[Tareas]
- a) En el texto sobre Azaña y La Quinta, ¿qué día tuvo que abandonar Azaña el Palacio de La Quinta?
- b) Reproduce tal cual el fragmento del texto sobre Azaña y La Quinta que va desde "Llegó sobre las" hasta "en el Palacio.".

[Bloque de texto]

####

El Presidente Manuel Azaña y La Quinta

El 11 de mayo de 1936 Manuel Azaña tomó posesión como Presidente de la República y decidió que el Jefe del Estado debía vivir en el Palacio Real de Madrid, entonces Palacio Nacional, como habían hecho los reyes. Para ello, eran necesarias obras de acondicionamiento del Palacio y elegió como residencia provisional el Palacio de La Quinta en El Pardo.

Llegó sobre las 7 de la tarde del día 11 después de los factos de su toma de posesión y tuvo que abandonarla el 16 de julio de 1936 por su propia seguridad. El coronel Segismundo Casado, jefe de la escolta presidencia, lo trasladó al Palacio Nacional porque sospechaba que el Regimiento de Transmisiones de El Pardo quería secuestrarlo. 

Desgraciadamente no hemos podido localizar aún alguna foto del político y escritor en La Quinta, pero en su correspondencia describió cómo era su vida en el Palacio.


18 de mayo

Continuo en la Quinta, mientras llueve a torrentes, por no variar, como sucede desde enero.

####

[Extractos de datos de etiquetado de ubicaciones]
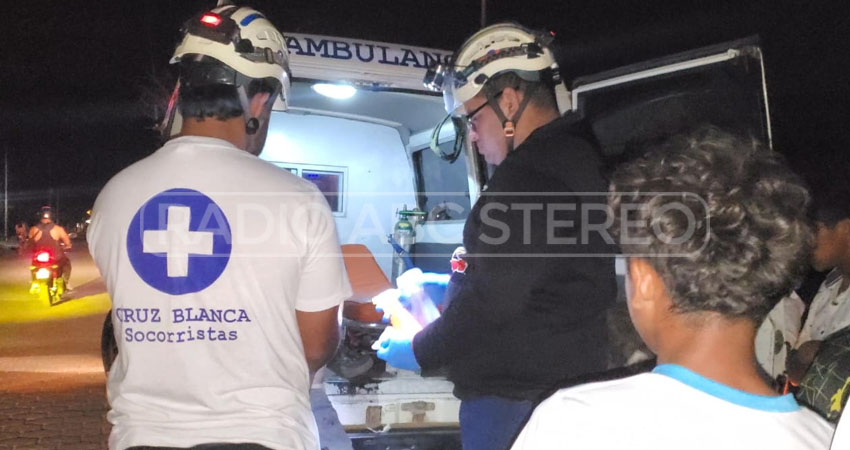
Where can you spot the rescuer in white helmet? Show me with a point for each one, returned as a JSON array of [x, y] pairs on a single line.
[[526, 313], [223, 306]]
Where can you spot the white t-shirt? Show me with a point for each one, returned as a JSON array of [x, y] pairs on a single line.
[[207, 253], [670, 408], [779, 332], [829, 312]]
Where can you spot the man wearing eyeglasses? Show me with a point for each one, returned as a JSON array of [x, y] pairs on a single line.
[[528, 311]]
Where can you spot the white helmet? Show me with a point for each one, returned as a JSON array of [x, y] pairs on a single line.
[[499, 48], [242, 39]]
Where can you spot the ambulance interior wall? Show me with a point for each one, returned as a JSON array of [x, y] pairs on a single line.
[[379, 176]]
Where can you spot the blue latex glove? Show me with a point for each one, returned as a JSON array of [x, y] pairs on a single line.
[[414, 280], [396, 348]]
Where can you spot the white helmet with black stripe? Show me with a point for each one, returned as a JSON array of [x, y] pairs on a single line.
[[246, 45], [496, 49]]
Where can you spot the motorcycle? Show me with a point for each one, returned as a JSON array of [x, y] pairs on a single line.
[[47, 280]]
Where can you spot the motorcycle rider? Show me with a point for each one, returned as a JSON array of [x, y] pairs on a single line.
[[52, 238]]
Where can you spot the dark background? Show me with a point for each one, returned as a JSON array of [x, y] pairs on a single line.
[[80, 82]]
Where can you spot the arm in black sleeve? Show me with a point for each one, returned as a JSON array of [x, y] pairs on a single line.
[[434, 345]]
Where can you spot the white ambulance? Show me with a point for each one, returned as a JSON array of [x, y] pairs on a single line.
[[363, 128]]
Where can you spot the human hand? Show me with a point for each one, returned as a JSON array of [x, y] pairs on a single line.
[[389, 303], [395, 346]]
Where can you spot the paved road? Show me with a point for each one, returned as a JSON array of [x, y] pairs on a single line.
[[51, 378]]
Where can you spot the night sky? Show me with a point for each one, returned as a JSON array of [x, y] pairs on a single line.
[[81, 81]]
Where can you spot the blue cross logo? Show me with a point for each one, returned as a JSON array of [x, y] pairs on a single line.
[[179, 241]]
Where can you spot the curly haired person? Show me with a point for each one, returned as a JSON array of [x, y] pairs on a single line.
[[714, 227]]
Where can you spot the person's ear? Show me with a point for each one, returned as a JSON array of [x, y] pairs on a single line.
[[647, 288], [509, 101], [258, 103]]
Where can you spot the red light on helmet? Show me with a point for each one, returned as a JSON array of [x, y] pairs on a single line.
[[211, 19]]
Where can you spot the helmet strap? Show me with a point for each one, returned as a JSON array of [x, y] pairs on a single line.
[[509, 125], [252, 124]]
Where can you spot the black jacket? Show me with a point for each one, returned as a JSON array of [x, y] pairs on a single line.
[[529, 311]]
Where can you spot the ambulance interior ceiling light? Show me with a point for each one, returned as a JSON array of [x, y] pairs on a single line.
[[335, 91]]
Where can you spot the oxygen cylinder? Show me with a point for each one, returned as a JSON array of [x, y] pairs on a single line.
[[404, 235]]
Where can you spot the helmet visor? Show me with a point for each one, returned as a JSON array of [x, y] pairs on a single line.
[[446, 80]]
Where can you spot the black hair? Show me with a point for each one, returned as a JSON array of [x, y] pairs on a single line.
[[831, 206], [208, 89], [542, 96], [750, 239]]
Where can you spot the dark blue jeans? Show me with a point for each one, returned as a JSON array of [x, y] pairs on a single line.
[[491, 423]]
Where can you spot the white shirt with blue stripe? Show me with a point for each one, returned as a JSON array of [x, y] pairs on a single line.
[[671, 408]]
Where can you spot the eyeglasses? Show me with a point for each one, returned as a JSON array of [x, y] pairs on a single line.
[[467, 119]]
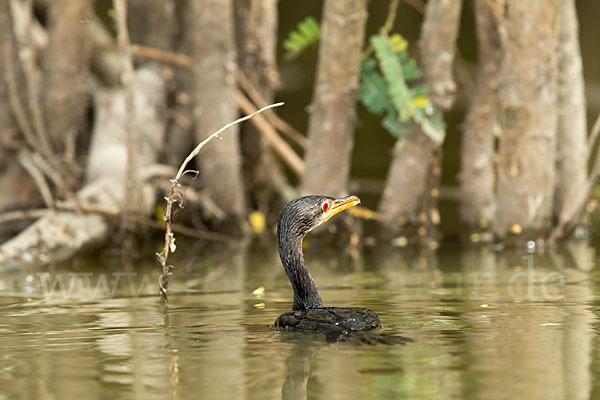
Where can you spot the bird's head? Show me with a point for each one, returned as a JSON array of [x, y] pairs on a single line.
[[303, 214]]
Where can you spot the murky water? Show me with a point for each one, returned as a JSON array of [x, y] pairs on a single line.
[[485, 325]]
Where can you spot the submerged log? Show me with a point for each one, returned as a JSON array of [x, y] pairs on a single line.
[[60, 236]]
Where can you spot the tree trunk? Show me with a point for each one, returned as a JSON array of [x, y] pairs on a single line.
[[528, 118], [66, 69], [215, 104], [153, 23], [256, 39], [60, 235], [571, 134], [23, 192], [331, 125], [438, 45], [478, 197], [406, 183], [409, 201]]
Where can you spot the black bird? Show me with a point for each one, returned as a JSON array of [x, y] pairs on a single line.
[[297, 218]]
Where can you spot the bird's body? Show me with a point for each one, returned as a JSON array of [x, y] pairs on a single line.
[[309, 314], [328, 320]]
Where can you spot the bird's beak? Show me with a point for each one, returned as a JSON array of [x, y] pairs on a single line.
[[340, 205]]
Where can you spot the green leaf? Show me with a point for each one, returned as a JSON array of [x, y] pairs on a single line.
[[393, 75], [306, 34]]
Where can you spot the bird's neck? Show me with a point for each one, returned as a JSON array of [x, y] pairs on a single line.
[[306, 295]]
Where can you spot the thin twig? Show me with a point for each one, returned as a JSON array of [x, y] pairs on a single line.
[[184, 61], [287, 154], [177, 59], [169, 235], [277, 122], [574, 207]]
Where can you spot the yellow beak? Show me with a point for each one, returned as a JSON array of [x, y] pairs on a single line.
[[340, 205]]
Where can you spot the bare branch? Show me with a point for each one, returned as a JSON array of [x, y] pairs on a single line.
[[169, 235], [287, 154]]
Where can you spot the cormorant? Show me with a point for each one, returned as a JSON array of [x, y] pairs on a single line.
[[297, 218]]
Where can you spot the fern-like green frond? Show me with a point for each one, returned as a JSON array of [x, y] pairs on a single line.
[[393, 75], [306, 34]]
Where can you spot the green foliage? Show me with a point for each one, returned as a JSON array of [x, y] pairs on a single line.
[[385, 76], [384, 89], [306, 34]]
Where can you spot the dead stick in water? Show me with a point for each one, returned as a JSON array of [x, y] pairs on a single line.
[[169, 235]]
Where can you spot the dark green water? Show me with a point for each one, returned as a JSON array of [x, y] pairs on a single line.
[[485, 325]]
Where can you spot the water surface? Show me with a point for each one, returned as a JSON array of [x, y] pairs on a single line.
[[485, 325]]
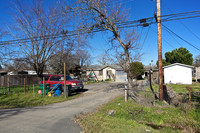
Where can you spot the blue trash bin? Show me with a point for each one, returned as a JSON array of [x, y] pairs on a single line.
[[57, 92], [57, 89]]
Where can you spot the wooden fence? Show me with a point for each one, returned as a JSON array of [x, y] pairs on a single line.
[[14, 80]]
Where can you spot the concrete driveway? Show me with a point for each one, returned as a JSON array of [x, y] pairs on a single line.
[[57, 118]]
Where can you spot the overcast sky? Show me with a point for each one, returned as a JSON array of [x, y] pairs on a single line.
[[143, 9]]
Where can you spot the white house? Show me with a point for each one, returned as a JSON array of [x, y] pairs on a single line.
[[102, 72], [178, 73]]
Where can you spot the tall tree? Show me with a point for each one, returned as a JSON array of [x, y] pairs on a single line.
[[42, 26], [106, 15]]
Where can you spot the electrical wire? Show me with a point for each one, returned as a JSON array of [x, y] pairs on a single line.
[[163, 39], [181, 21], [127, 24], [181, 38]]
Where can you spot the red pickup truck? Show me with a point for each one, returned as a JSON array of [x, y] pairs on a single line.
[[55, 79]]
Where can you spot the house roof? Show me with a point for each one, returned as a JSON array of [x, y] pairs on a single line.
[[100, 67], [178, 64]]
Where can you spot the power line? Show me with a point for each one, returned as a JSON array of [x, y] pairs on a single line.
[[181, 21], [163, 38], [181, 38]]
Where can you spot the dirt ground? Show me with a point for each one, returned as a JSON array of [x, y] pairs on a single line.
[[58, 117]]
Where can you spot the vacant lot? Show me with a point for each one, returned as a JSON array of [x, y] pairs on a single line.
[[57, 117], [147, 115]]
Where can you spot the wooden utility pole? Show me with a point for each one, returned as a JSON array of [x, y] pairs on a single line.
[[65, 87], [43, 86], [24, 85], [159, 52]]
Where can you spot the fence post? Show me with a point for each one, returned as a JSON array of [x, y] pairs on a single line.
[[126, 93], [24, 85]]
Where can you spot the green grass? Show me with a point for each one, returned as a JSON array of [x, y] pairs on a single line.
[[129, 117], [17, 98], [132, 117]]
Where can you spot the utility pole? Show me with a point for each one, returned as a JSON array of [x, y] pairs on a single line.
[[65, 88], [159, 51]]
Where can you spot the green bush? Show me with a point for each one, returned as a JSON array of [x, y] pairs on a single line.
[[108, 79]]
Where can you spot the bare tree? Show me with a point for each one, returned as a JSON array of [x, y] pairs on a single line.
[[101, 15], [196, 62], [40, 27]]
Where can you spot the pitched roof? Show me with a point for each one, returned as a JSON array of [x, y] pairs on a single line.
[[100, 67]]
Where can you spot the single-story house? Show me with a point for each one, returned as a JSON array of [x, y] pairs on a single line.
[[178, 73], [103, 72]]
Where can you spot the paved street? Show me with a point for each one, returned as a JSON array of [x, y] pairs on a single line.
[[57, 118]]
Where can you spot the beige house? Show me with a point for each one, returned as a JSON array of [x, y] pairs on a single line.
[[102, 72]]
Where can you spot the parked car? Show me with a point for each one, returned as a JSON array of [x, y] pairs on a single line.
[[59, 79]]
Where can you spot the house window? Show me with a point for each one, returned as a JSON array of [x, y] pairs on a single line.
[[100, 73]]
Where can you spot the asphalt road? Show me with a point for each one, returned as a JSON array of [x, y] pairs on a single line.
[[57, 118]]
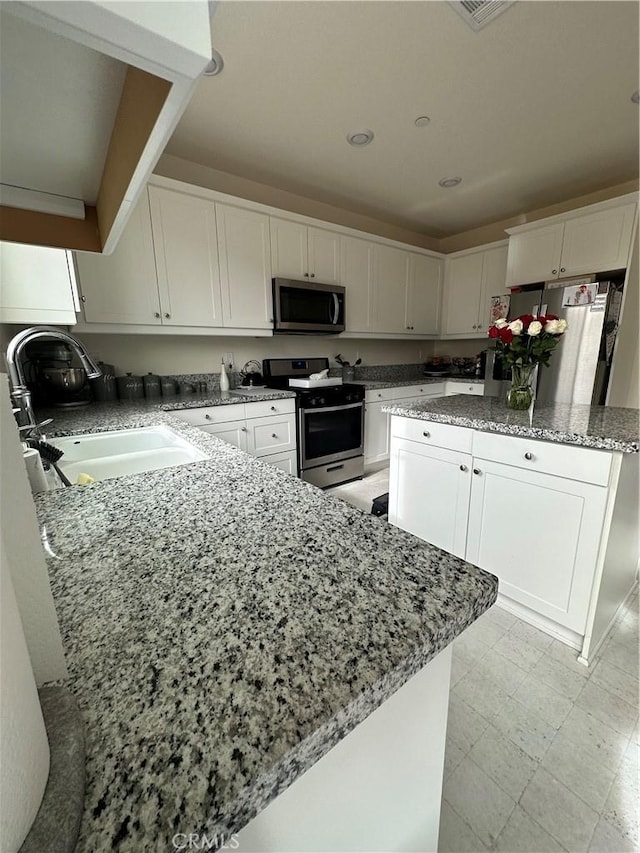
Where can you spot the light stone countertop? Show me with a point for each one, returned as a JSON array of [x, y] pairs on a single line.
[[600, 427], [225, 625]]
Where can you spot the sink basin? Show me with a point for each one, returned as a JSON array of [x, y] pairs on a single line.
[[104, 455]]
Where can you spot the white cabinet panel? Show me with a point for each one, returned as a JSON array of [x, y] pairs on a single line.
[[390, 288], [357, 277], [429, 491], [245, 267], [324, 255], [186, 249], [122, 287], [463, 286], [376, 433], [289, 255], [423, 294], [535, 255], [233, 432], [599, 241], [36, 285], [511, 512]]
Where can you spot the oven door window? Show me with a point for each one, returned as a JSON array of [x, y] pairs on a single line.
[[327, 433]]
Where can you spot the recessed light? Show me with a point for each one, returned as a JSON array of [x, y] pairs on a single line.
[[360, 137], [215, 65]]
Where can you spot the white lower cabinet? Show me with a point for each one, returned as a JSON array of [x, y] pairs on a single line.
[[537, 514], [253, 428]]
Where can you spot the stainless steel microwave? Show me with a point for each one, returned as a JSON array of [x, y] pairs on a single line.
[[305, 307]]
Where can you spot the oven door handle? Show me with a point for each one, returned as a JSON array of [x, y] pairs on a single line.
[[333, 408]]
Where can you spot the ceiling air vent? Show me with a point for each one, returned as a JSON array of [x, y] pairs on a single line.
[[479, 13]]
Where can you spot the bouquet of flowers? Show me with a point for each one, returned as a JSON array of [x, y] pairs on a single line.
[[522, 344]]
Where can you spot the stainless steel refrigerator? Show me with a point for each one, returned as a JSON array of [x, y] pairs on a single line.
[[580, 365]]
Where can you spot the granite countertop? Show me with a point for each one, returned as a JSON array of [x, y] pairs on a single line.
[[375, 384], [600, 427], [225, 625]]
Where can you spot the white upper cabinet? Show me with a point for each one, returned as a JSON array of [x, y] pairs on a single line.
[[186, 251], [36, 285], [423, 294], [472, 277], [245, 267], [389, 290], [594, 242], [122, 288], [299, 251], [357, 277]]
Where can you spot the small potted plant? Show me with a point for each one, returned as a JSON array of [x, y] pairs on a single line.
[[523, 344]]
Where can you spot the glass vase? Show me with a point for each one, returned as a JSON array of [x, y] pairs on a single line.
[[520, 395]]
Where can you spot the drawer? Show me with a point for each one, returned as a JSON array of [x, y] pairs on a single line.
[[210, 414], [410, 392], [574, 463], [379, 395], [268, 408], [271, 435], [431, 433], [475, 388]]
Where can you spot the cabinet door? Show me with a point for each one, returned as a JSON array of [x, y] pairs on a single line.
[[324, 255], [376, 433], [494, 282], [540, 535], [357, 277], [289, 257], [423, 294], [429, 491], [245, 267], [463, 286], [233, 432], [598, 242], [390, 290], [36, 285], [186, 250], [123, 287], [535, 255]]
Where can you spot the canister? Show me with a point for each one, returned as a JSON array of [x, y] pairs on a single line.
[[151, 384], [130, 387]]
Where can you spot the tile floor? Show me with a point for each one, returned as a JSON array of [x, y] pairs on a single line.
[[542, 752]]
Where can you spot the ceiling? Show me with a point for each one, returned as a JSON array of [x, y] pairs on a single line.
[[532, 110]]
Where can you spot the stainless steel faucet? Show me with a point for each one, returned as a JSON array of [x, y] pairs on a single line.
[[20, 394]]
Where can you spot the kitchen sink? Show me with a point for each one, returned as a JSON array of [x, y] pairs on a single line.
[[105, 455]]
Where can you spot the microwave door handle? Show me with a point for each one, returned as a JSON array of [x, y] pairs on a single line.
[[336, 309]]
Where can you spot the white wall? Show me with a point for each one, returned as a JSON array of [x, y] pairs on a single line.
[[163, 355], [24, 553]]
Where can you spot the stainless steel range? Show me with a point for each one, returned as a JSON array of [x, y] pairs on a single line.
[[330, 421]]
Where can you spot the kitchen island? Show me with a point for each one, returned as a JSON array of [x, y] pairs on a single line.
[[547, 500], [225, 626]]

####

[Respuestas en orden]
- a) El 16 de julio de 1936.

- b)
Llegó sobre las 7 de la tarde del día 11 después de los factos de su toma de posesión y tuvo que abandonarla el 16 de julio de 1936 por su propia seguridad. El coronel Segismundo Casado, jefe de la escolta presidencia, lo trasladó al Palacio Nacional porque sospechaba que el Regimiento de Transmisiones de El Pardo quería secuestrarlo. 

Desgraciadamente no hemos podido localizar aún alguna foto del político y escritor en La Quinta, pero en su correspondencia describió cómo era su vida en el Palacio.